Task prompt: Rewrite everything in the data below from the line containing "the dark water near bank" down to the line containing "x=543, y=513", both included, as a numbered list with blank lines left out.

-- Begin --

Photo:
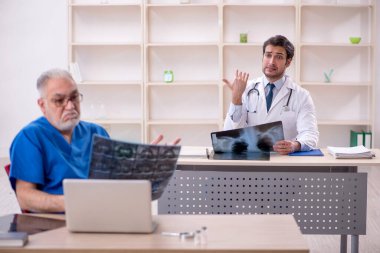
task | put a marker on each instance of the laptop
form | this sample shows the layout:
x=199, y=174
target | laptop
x=248, y=143
x=108, y=206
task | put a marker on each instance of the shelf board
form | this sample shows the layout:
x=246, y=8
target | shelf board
x=107, y=83
x=325, y=44
x=183, y=5
x=105, y=5
x=249, y=44
x=183, y=122
x=102, y=44
x=336, y=84
x=336, y=5
x=115, y=121
x=259, y=5
x=184, y=83
x=344, y=122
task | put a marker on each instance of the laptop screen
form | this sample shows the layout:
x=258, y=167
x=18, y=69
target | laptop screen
x=111, y=159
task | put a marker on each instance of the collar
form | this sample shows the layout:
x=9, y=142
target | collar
x=279, y=83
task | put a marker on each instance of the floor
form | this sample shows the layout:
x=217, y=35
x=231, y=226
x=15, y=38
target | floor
x=368, y=243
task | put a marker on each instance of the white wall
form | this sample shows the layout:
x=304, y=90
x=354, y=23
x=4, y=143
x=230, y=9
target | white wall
x=377, y=88
x=33, y=39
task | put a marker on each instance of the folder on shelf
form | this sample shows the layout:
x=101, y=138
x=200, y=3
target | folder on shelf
x=313, y=152
x=367, y=139
x=351, y=152
x=75, y=72
x=356, y=139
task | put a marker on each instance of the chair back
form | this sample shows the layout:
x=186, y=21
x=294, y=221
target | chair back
x=7, y=168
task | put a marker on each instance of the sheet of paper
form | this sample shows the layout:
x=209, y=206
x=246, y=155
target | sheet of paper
x=194, y=151
x=8, y=200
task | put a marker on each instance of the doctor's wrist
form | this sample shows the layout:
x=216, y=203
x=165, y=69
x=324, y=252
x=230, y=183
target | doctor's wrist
x=296, y=146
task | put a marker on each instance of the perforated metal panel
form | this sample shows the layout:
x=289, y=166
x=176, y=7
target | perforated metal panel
x=322, y=203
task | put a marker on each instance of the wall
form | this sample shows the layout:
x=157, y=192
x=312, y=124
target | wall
x=377, y=88
x=33, y=39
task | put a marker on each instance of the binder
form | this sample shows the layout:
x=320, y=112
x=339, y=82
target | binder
x=357, y=138
x=361, y=138
x=367, y=140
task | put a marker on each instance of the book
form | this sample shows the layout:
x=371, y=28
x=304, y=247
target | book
x=356, y=138
x=13, y=239
x=350, y=152
x=313, y=152
x=367, y=139
x=75, y=72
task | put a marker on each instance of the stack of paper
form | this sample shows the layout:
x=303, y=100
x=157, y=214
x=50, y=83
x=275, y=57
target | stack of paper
x=350, y=152
x=13, y=239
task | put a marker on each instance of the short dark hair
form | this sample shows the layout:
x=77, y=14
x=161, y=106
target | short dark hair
x=280, y=41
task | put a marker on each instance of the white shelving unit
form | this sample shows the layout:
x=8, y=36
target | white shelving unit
x=345, y=103
x=106, y=40
x=123, y=48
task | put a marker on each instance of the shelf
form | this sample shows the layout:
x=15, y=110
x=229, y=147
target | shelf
x=115, y=121
x=350, y=64
x=107, y=44
x=315, y=27
x=249, y=19
x=335, y=84
x=123, y=48
x=108, y=24
x=344, y=122
x=182, y=103
x=111, y=83
x=121, y=63
x=183, y=122
x=184, y=84
x=347, y=44
x=193, y=24
x=203, y=61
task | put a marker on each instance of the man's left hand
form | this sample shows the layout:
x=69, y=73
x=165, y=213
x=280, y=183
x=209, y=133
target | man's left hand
x=285, y=147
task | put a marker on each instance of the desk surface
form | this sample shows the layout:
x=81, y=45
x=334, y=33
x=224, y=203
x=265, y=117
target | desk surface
x=237, y=233
x=197, y=156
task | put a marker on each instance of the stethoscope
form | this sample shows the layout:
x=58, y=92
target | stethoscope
x=254, y=89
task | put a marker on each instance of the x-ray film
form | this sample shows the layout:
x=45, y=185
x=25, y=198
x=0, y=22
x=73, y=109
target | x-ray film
x=111, y=159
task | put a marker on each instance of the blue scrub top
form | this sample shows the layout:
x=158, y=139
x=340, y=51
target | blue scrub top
x=39, y=154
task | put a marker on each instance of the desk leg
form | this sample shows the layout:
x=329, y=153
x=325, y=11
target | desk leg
x=354, y=243
x=343, y=244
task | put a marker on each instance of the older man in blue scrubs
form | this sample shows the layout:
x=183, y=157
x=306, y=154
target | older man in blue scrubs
x=53, y=147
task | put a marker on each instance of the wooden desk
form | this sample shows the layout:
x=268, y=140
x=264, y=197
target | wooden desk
x=228, y=233
x=276, y=160
x=325, y=195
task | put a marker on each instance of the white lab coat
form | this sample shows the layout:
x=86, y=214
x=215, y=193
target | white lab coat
x=299, y=119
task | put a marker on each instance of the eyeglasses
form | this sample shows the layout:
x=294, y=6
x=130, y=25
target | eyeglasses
x=63, y=101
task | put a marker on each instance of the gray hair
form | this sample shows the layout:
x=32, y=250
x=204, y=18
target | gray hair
x=51, y=74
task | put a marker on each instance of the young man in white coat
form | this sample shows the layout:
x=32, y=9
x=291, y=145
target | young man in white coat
x=274, y=97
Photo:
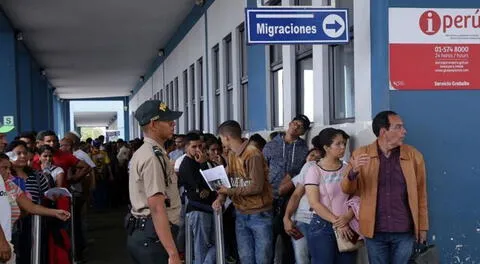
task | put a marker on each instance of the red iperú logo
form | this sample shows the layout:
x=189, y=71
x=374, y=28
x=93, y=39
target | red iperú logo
x=430, y=22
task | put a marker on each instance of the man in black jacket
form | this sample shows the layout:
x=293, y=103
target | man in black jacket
x=200, y=198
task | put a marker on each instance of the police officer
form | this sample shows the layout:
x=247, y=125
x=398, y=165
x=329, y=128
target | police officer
x=153, y=220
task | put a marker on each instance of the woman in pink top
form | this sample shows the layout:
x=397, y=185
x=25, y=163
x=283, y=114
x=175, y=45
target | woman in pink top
x=322, y=186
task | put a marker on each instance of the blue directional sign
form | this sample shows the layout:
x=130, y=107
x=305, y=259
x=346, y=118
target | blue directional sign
x=297, y=25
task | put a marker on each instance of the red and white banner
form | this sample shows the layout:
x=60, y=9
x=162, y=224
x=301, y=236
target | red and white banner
x=434, y=49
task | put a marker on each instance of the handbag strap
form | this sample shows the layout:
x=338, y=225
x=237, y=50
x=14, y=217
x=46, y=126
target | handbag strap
x=322, y=184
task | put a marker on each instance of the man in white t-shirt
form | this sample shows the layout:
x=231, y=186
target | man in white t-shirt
x=79, y=195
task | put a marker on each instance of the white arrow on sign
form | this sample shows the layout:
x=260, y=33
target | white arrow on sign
x=333, y=26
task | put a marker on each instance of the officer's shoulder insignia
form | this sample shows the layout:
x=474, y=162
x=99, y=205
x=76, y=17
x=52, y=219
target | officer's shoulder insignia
x=163, y=107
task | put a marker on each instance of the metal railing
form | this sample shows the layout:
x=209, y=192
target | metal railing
x=36, y=253
x=219, y=240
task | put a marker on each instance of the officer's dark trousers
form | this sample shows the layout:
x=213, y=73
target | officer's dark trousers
x=144, y=246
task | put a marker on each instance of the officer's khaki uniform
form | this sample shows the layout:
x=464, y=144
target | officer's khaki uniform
x=147, y=178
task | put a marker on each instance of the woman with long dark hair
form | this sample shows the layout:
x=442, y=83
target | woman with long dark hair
x=329, y=203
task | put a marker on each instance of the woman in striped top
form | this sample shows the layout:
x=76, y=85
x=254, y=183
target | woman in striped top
x=36, y=184
x=54, y=174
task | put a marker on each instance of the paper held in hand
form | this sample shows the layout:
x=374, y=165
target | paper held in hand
x=53, y=193
x=216, y=177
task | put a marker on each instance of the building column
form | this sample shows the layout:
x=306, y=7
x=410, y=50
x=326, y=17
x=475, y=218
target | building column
x=257, y=85
x=24, y=88
x=8, y=100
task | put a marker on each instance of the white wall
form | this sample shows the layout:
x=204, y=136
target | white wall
x=223, y=17
x=99, y=106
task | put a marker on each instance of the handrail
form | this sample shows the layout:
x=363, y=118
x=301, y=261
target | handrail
x=219, y=239
x=36, y=239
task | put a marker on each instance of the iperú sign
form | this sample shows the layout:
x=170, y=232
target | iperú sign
x=297, y=25
x=431, y=22
x=434, y=49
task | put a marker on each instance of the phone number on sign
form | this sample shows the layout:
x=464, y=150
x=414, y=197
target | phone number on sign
x=448, y=49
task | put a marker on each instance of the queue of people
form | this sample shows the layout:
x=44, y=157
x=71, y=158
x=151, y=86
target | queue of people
x=286, y=204
x=94, y=174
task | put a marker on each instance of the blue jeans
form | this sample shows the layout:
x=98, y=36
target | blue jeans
x=322, y=244
x=203, y=237
x=300, y=246
x=254, y=237
x=394, y=248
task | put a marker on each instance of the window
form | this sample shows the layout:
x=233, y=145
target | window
x=243, y=76
x=192, y=91
x=185, y=98
x=276, y=72
x=342, y=90
x=202, y=99
x=175, y=100
x=176, y=104
x=216, y=83
x=167, y=97
x=305, y=103
x=229, y=76
x=170, y=99
x=304, y=74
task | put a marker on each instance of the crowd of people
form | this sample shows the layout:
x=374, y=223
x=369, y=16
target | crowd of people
x=286, y=203
x=94, y=174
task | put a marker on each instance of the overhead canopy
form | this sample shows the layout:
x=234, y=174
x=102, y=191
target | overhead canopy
x=92, y=48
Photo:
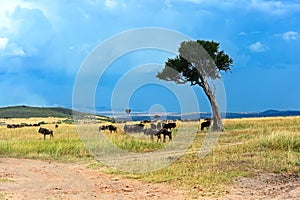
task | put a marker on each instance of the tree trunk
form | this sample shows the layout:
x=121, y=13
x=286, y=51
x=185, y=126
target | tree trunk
x=217, y=120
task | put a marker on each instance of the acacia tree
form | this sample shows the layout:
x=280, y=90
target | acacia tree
x=197, y=63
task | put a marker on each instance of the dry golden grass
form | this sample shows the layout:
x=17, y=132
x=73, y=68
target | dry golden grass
x=247, y=146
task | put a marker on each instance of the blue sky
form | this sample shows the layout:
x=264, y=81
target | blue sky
x=43, y=45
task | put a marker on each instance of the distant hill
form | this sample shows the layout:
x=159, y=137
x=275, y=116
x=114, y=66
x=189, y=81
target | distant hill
x=28, y=111
x=203, y=115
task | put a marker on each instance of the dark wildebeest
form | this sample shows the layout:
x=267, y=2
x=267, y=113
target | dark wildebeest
x=159, y=125
x=111, y=128
x=205, y=124
x=169, y=125
x=165, y=132
x=46, y=132
x=151, y=132
x=102, y=128
x=135, y=128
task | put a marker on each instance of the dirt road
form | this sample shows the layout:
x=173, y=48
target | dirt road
x=33, y=179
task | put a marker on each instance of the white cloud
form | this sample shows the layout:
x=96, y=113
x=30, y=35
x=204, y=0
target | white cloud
x=3, y=43
x=290, y=35
x=257, y=47
x=111, y=3
x=8, y=48
x=274, y=7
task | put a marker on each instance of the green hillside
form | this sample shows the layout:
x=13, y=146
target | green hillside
x=28, y=111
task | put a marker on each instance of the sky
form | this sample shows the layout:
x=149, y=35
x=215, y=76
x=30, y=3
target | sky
x=43, y=45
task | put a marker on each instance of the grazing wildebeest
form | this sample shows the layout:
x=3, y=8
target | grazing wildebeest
x=46, y=132
x=151, y=132
x=159, y=125
x=102, y=128
x=135, y=128
x=153, y=126
x=112, y=128
x=205, y=124
x=169, y=125
x=165, y=132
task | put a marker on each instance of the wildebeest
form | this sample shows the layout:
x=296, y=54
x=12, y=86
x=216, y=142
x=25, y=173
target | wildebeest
x=150, y=132
x=110, y=127
x=46, y=132
x=169, y=125
x=135, y=128
x=102, y=128
x=165, y=132
x=205, y=124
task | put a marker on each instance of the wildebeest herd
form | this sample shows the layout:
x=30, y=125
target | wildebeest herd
x=41, y=130
x=158, y=129
x=153, y=129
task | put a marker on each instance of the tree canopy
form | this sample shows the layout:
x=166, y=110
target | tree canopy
x=197, y=62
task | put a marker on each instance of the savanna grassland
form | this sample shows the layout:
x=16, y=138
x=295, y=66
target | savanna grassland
x=246, y=148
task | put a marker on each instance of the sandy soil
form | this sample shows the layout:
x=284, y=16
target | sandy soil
x=34, y=179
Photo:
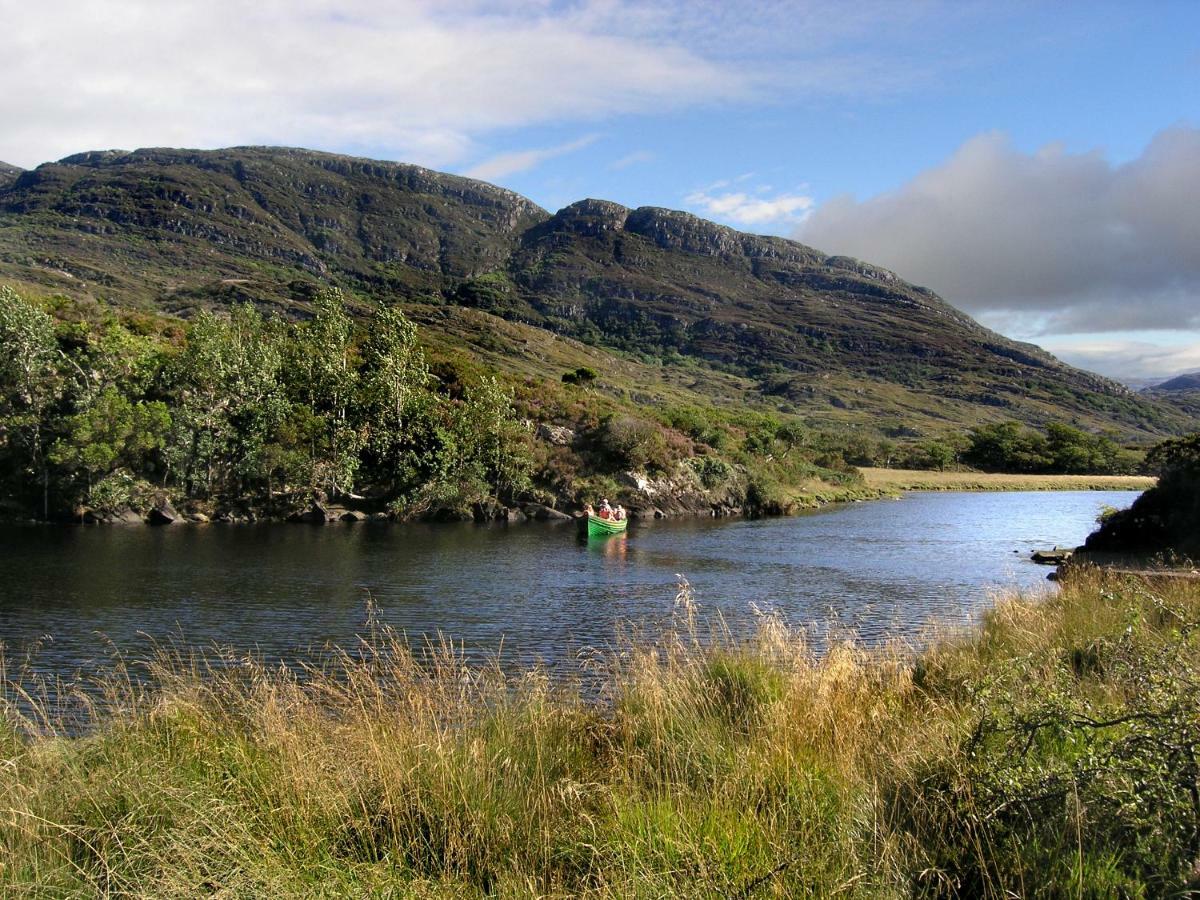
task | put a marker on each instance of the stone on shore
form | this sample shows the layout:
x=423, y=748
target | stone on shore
x=163, y=514
x=545, y=514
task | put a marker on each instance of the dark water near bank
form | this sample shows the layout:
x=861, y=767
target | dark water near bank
x=886, y=568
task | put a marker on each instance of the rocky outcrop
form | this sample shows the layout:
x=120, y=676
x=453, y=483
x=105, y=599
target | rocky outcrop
x=162, y=513
x=678, y=493
x=556, y=435
x=316, y=514
x=124, y=516
x=543, y=513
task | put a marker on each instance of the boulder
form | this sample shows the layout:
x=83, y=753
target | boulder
x=448, y=514
x=112, y=516
x=163, y=514
x=556, y=435
x=545, y=514
x=315, y=515
x=1051, y=557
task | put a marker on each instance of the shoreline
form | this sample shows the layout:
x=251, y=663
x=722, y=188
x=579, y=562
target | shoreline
x=712, y=763
x=983, y=481
x=877, y=485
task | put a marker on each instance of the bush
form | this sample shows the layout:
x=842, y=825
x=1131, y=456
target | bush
x=628, y=443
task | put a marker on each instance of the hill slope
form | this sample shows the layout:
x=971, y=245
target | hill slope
x=829, y=337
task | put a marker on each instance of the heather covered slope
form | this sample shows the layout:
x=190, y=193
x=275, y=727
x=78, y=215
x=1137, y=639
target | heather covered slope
x=832, y=339
x=177, y=228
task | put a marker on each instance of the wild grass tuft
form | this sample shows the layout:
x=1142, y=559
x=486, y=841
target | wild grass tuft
x=1053, y=751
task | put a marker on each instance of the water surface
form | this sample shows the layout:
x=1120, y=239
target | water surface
x=883, y=569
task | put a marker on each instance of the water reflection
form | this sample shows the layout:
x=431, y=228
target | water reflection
x=882, y=569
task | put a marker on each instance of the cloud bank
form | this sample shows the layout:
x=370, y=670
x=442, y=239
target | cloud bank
x=754, y=209
x=424, y=81
x=417, y=79
x=1051, y=241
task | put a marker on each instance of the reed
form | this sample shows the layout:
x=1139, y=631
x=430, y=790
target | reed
x=1053, y=750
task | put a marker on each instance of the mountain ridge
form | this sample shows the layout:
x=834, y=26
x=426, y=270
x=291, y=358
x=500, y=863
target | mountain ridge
x=174, y=231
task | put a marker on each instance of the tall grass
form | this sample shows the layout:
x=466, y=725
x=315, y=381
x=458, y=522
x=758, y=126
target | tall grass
x=933, y=480
x=1051, y=753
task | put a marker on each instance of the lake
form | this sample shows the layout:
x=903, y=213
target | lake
x=888, y=568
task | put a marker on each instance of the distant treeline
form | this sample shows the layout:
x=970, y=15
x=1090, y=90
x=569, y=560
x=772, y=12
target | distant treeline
x=264, y=414
x=95, y=414
x=1015, y=448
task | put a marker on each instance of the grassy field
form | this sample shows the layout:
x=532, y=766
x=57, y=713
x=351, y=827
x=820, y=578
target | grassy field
x=1051, y=753
x=929, y=480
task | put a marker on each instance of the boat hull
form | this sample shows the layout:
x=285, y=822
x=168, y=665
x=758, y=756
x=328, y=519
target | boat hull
x=597, y=527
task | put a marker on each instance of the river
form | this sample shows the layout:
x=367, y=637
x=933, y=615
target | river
x=533, y=591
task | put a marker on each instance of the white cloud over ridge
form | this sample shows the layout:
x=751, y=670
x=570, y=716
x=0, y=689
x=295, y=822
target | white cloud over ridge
x=423, y=81
x=418, y=79
x=1134, y=359
x=523, y=160
x=1065, y=243
x=750, y=209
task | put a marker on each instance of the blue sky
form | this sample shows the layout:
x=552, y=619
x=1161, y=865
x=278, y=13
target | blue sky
x=1032, y=162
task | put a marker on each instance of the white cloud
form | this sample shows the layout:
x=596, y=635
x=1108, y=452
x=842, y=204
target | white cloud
x=634, y=159
x=525, y=160
x=426, y=81
x=1048, y=243
x=419, y=81
x=750, y=209
x=1141, y=360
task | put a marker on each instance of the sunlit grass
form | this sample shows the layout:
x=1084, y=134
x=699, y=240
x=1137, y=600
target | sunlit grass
x=930, y=480
x=688, y=762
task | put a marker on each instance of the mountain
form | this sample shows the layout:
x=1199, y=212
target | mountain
x=7, y=173
x=664, y=297
x=1187, y=382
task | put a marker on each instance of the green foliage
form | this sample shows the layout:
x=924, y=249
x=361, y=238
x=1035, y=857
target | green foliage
x=583, y=375
x=1051, y=754
x=1165, y=520
x=625, y=442
x=245, y=409
x=1013, y=448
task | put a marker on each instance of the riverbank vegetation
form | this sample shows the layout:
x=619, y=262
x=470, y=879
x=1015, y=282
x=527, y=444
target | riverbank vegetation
x=1164, y=521
x=107, y=414
x=959, y=480
x=240, y=415
x=1053, y=751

-- End --

Solution below:
1. task | put a marker on each instance of the dark water near bank
2. form | this sample shows the layout:
3. x=861, y=767
4. target | dark water near bank
5. x=886, y=568
6. task | put a marker on each instance of the rocky outcrop
7. form | this sample shows the layout:
8. x=120, y=676
9. x=453, y=483
10. x=105, y=599
11. target | rocky outcrop
12. x=162, y=513
13. x=678, y=493
14. x=556, y=435
15. x=316, y=514
16. x=124, y=516
17. x=543, y=513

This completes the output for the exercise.